### Data supplied

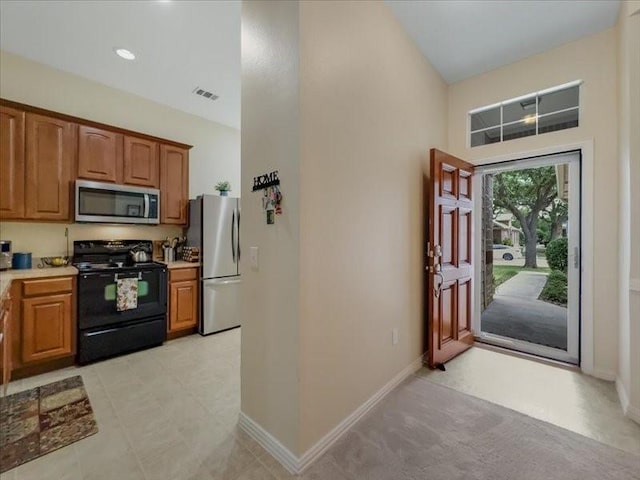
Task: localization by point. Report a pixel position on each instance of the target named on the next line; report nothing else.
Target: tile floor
(566, 398)
(164, 413)
(171, 412)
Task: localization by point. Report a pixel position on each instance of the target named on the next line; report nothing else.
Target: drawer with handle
(47, 286)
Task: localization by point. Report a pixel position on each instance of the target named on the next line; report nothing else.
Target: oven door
(97, 297)
(109, 203)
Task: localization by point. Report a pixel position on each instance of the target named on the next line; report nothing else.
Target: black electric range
(104, 330)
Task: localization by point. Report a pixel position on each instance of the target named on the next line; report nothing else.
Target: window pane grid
(567, 96)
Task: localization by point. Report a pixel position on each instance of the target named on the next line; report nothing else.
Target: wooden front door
(450, 247)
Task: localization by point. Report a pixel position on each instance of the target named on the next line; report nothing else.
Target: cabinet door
(99, 154)
(141, 162)
(11, 163)
(50, 150)
(183, 305)
(47, 324)
(174, 185)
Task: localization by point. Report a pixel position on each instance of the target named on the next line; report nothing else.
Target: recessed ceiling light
(124, 53)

######

Without including any pictures, print each record exactly.

The completed task »
Task: localization by point. Report a pixel position on each instance of the target named on the next line; report nothing else.
Target: tile floor
(566, 398)
(164, 413)
(171, 412)
Task: localization by point. Report a pixel position on each instance of the target named on the next line; report nothing else.
Target: drawer with handle
(47, 286)
Task: localization by point. Report a pixel position on each instance of the target named on the next line; report nothing else.
Target: oven door
(97, 297)
(109, 203)
Task: localization by point. Report a pixel position on each instance of the target named on the next line; report nothing else.
Target: black electric range
(104, 330)
Task: localization by point. Report a pixel position on each instance of the target named on the next line; report nothing else.
Target: window pane grid
(567, 96)
Task: localization by point. Report a pixel position on each instance of the target named on the next line; report nothing else.
Target: wooden front door
(450, 247)
Task: localization by point. Report a pixel position on each instance of the target named on the next line; report nothing else.
Target: cabinet door
(99, 154)
(141, 162)
(11, 163)
(50, 150)
(183, 305)
(47, 324)
(174, 185)
Task: localization by point. Report a pixel position on each instance of the target named on the next line; report nothing else.
Target: recessed ceiling light
(124, 53)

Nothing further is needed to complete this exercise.